**JOB 1**
In the IBM reconsideration notice, what petition date established the relevant time period?

Denied
« back to search results

TAW-64383  /  International Business Machines Corp (IBM) (Hopewell Junction, NY)

Petitioner Type: State
Impact Date:
Filed Date: 11/10/2008
Most Recent Update: 01/02/2009
Determination Date: 01/02/2009
Expiration Date:

DEPARTMENT OF LABOR

Employment and Training Administration

TA-W-64,383

INTERNATIONAL BUSINESS MACHINES CORPORATION
IBM INTEGRATED SUPPLY CHAIN OPERATIONS
HOPEWELL JUNCTION, NEW YORK

Notice of Negative Determination
Regarding Application for Reconsideration

By application dated February 21, 2009, the petitioner
requested administrative reconsideration of the Department's
negative determination regarding eligibility to apply for Trade
Adjustment Assistance (TAA) and Alternative Trade Adjustment
Assistance (ATAA), applicable to workers and former workers of
the subject firm. The denial notice was signed on January 2,
2009 and published in the Federal Register on January 26, 2009
(74 FR 4464).
Pursuant to 29 CFR 90.18(c) reconsideration may be granted
under the following circumstances:
(1) If it appears on the basis of facts not previously
considered that the determination complained of
was erroneous;
(2) if it appears that the determination complained of
was based on a mistake in the determination of facts
not previously considered; or
(3) if in the opinion of the Certifying Officer, a mis-
interpretation of facts or of the law justified
reconsideration of the decision.
The negative TAA determination issued by the Department for
the workers of International Business Machines Corporation, IBM
Integrated Supply Chain Operations, Hopewell Junction, New York
was based on the findings that the worker group did not produce
an article within the meaning of Section 222 of the Trade Act of
1974. The investigation revealed that workers of the subject
firm provided internal maintenance and development services for
various web based applications. The investigation further
revealed that no production of article(s) occurred within the
firm or appropriate subdivision during the relevant period.
The petitioner in the request for reconsideration contends
that the Department erred in its interpretation of the work
performed by the workers of the subject firm. The petitioner
states that from 1996 to 2007 the workers of the subject firm
developed applications that “were being deployed in China for
education and financial purposes”. The petitioner also indicates
that the workers maintained and created applications for
customers.
When assessing eligibility for TAA, the Department
exclusively considers production and import impact during the
relevant time period (one year prior to the date of the
petition). Events occurring between 1996 and October 2007 are
outside of the relevant time period as established by the
petition date of November 4, 2008, and thus cannot be considered
in this investigation.
The investigation revealed that during the relevant period,
the workers of International Business Machines Corporation, IBM
Integrated Supply Chain Operations, Hopewell Junction, New York
managed existing applications in the IBM Procurement portfolio
that were used internally for purposes such as invoice support,
web orders, and procurement.
These functions, as described above, are not considered
production of an article within the meaning of Section 222 of the
Trade Act. While the provision of services may result in printed
material or can be stored electronically, it is incidental to the
provision of these services. No production took place at the
subject facility, nor did the workers support production of an
article at any domestic location during the relevant period.

**DATA EXTRACT**
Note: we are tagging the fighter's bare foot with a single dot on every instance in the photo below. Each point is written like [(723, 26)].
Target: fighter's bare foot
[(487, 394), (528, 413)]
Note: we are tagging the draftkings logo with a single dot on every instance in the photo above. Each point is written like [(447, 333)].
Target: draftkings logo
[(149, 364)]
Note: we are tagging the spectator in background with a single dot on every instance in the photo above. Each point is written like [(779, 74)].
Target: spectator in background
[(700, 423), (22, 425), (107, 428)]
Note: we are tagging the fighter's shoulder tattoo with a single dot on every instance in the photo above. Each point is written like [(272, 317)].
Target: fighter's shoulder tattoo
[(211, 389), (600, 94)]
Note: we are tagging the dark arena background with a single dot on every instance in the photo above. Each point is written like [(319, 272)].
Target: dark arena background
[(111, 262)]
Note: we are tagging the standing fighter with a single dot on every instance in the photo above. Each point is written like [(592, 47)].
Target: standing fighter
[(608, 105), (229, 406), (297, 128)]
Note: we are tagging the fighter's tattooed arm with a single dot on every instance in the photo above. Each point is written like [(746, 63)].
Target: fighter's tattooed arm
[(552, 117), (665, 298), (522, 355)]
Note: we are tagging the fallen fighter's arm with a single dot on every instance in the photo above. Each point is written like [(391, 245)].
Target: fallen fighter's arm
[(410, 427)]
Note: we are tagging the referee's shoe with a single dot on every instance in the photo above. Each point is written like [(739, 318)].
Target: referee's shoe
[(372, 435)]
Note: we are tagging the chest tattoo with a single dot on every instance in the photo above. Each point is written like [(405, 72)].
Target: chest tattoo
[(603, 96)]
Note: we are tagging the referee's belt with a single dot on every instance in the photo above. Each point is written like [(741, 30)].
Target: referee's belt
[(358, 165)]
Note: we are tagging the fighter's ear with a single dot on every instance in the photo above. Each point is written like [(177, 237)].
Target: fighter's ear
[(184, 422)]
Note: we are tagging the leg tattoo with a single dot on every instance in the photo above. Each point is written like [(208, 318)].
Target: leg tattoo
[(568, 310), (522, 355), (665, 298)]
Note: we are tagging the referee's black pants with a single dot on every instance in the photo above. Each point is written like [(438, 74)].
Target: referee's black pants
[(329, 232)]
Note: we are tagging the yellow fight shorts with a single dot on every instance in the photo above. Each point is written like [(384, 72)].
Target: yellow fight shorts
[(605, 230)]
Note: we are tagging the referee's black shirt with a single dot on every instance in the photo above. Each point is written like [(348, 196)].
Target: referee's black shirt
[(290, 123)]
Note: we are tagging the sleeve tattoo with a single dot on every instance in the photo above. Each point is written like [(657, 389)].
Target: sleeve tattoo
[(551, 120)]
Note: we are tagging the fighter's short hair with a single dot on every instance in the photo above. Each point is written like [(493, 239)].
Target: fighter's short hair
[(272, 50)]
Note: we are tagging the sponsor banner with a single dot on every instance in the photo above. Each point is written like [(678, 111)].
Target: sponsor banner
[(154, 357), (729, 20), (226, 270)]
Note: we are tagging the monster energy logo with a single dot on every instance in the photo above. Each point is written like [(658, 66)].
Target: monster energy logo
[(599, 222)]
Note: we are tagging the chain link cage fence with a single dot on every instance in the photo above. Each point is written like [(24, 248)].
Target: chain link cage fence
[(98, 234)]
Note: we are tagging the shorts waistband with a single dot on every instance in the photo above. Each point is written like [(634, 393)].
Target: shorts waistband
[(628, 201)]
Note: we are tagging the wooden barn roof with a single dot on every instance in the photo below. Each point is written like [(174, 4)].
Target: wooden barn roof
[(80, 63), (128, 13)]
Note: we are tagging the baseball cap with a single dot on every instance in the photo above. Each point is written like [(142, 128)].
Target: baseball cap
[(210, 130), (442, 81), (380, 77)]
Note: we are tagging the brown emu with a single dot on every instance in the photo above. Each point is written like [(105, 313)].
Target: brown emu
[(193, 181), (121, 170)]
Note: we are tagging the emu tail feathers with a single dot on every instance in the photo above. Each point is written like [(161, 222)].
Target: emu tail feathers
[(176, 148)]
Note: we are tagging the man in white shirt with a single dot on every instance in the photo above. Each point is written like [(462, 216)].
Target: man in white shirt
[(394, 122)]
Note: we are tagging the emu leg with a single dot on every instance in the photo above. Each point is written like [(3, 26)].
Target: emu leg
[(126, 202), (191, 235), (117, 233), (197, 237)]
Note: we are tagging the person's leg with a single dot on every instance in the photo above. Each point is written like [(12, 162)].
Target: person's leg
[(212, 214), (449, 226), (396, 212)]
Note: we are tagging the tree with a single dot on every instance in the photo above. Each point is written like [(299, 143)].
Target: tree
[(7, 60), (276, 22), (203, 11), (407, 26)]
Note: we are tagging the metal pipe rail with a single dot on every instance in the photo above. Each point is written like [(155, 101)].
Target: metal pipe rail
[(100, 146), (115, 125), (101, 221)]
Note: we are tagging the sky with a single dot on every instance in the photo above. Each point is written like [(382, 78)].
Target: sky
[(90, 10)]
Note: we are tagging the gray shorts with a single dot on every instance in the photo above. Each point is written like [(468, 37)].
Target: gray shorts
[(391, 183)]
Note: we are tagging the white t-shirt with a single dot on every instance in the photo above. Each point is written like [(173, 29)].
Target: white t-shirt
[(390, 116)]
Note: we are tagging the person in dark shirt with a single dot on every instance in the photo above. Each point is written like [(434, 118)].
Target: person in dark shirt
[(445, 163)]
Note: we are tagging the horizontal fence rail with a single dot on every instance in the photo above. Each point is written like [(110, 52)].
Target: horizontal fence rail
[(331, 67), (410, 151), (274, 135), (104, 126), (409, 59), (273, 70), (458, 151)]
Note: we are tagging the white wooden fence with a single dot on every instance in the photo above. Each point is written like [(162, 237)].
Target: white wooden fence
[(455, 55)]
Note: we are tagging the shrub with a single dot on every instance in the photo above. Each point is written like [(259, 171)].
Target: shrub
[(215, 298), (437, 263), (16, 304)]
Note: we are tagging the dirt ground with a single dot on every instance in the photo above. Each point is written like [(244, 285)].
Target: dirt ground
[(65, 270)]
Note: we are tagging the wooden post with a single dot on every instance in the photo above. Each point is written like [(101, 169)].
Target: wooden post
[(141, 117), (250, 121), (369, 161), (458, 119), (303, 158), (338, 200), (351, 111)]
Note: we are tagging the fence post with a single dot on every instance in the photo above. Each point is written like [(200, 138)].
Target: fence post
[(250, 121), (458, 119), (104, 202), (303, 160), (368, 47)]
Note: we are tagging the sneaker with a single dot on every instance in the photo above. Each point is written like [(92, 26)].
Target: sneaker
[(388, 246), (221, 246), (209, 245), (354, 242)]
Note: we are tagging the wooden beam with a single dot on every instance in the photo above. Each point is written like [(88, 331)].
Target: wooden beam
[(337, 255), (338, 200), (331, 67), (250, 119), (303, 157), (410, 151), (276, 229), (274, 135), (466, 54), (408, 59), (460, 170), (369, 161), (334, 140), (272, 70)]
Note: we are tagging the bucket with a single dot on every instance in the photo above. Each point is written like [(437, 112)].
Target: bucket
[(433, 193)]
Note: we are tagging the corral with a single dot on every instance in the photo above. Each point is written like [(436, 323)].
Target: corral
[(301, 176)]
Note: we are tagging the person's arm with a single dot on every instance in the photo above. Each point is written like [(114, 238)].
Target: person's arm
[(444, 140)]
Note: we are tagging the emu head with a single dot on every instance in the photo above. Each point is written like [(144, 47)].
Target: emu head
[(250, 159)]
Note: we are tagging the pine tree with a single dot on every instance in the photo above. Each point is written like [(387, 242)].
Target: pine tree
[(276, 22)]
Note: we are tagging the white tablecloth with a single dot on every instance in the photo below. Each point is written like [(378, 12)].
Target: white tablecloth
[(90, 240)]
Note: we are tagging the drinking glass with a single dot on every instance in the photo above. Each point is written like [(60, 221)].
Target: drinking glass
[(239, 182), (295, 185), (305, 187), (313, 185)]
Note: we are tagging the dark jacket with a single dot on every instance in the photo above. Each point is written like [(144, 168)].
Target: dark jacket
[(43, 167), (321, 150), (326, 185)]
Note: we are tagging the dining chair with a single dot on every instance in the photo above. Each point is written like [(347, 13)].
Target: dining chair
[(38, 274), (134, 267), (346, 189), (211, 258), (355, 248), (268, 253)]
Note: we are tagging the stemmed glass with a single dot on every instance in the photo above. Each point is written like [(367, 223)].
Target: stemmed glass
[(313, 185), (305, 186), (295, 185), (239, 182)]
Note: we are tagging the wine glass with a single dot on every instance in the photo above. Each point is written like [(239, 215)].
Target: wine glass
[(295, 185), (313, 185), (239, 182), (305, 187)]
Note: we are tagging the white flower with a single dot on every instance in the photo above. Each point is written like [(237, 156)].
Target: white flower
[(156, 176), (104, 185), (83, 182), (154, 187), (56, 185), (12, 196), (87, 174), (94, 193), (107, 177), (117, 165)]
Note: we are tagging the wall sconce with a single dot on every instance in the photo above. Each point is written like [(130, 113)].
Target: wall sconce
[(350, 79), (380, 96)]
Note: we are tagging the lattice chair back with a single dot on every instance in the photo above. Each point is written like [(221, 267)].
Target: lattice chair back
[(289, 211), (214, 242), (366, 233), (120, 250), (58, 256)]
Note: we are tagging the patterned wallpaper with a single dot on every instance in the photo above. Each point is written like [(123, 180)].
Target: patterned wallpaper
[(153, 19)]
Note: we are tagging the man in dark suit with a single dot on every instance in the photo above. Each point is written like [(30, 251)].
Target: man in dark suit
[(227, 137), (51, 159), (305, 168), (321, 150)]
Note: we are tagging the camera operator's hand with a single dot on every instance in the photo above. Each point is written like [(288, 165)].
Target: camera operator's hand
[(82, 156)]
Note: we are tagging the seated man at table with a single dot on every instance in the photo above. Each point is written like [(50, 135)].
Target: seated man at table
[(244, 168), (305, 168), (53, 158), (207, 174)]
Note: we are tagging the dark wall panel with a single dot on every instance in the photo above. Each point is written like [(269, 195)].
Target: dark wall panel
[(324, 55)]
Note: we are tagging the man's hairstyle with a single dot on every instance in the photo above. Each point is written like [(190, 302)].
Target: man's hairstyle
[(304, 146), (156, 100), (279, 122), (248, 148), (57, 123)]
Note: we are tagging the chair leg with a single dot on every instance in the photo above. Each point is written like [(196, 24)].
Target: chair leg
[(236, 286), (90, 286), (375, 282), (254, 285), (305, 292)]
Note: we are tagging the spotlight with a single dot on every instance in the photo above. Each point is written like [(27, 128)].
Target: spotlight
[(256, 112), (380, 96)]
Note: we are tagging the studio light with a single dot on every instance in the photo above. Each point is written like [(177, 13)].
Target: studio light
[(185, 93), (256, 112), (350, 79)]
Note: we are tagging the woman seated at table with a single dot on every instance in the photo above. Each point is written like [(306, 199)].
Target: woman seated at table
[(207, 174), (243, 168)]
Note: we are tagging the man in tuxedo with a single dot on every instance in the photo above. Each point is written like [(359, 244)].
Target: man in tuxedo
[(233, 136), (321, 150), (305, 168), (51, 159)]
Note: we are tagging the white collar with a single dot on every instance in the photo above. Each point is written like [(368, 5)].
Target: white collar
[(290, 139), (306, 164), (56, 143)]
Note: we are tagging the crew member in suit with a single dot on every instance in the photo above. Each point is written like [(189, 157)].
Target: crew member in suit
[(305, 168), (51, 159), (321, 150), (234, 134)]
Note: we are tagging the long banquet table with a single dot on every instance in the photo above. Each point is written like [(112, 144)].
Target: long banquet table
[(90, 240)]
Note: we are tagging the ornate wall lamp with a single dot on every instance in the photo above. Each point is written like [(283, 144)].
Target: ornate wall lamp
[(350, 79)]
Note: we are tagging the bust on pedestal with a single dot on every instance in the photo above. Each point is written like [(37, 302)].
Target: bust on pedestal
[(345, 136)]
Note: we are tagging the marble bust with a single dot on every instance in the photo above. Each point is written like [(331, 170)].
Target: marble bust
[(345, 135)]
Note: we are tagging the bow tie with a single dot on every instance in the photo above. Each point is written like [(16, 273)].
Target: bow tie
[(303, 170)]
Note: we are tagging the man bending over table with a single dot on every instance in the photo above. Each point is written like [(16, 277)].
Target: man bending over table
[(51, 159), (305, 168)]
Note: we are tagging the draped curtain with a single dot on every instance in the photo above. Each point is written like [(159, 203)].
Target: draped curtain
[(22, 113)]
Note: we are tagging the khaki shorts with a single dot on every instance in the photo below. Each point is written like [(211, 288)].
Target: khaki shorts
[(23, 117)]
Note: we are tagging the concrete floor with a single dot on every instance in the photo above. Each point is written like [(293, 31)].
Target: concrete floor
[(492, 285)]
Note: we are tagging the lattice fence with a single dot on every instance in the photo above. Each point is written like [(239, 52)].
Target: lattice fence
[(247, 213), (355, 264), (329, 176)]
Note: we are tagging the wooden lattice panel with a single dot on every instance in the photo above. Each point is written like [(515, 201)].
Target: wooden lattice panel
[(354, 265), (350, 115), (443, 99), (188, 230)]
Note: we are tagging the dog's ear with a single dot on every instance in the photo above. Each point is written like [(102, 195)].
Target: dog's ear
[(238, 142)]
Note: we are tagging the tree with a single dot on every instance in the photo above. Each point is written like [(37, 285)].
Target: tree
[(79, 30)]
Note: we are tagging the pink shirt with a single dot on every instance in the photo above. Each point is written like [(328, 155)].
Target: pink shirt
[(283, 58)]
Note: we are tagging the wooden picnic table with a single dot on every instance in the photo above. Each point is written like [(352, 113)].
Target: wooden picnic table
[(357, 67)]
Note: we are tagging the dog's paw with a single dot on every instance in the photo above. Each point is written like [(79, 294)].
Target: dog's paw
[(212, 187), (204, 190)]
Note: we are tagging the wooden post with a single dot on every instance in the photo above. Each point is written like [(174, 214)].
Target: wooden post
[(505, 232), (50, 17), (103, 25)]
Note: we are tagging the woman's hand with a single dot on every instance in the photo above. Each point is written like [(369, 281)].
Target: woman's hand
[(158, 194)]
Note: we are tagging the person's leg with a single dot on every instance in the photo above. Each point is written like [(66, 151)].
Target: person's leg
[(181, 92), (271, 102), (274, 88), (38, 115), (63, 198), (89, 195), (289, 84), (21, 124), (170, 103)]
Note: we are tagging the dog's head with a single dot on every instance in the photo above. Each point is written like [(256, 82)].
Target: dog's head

**JOB 2**
Rewrite everything in the entries from the line containing "Note: we are tagging the white t-shirt" down through the line containing "[(250, 121), (458, 119), (104, 202), (303, 160), (368, 47)]", changing "shrub" to "bush" and leaving all else unchanged. Give only those lines.

**TASK ANSWER 1**
November 4, 2008

**TASK ANSWER 2**
Note: we are tagging the white t-shirt with a single dot on every instance in the photo above. Each point is written like [(173, 29)].
Target: white t-shirt
[(390, 116)]
Note: we are tagging the person in dark shirt with a single dot on every instance in the photo above. Each point is written like [(434, 118)].
Target: person in dark shirt
[(445, 163)]
Note: we are tagging the horizontal fence rail with a single dot on every instance in the photo above. Each point is written like [(110, 52)].
Target: horizontal fence rail
[(331, 67), (410, 151), (274, 135), (104, 126), (409, 59), (273, 70), (458, 151)]
Note: we are tagging the white wooden fence with a single dot on every instance in the photo above. Each point is written like [(162, 237)].
Target: white wooden fence
[(455, 55)]
Note: we are tagging the bush with a single dot on every instance in the photo above. Each point is written like [(259, 171)].
Target: bush
[(215, 298), (437, 263), (16, 304)]
Note: we are tagging the dirt ground with a single dot on every instance in the photo above. Each point is written like [(244, 285)].
Target: dirt ground
[(65, 270)]
Note: we are tagging the wooden post with a single dot on every instance in the photo above. Each point is written like [(101, 169)].
Target: wooden post
[(141, 117), (250, 121), (369, 161), (458, 119), (303, 158), (338, 200), (351, 111)]
Note: we are tagging the fence post with a single dot on every instance in the photo above. Each point is written like [(200, 138)].
Target: fence post
[(250, 121), (458, 119), (104, 202), (303, 160), (368, 47)]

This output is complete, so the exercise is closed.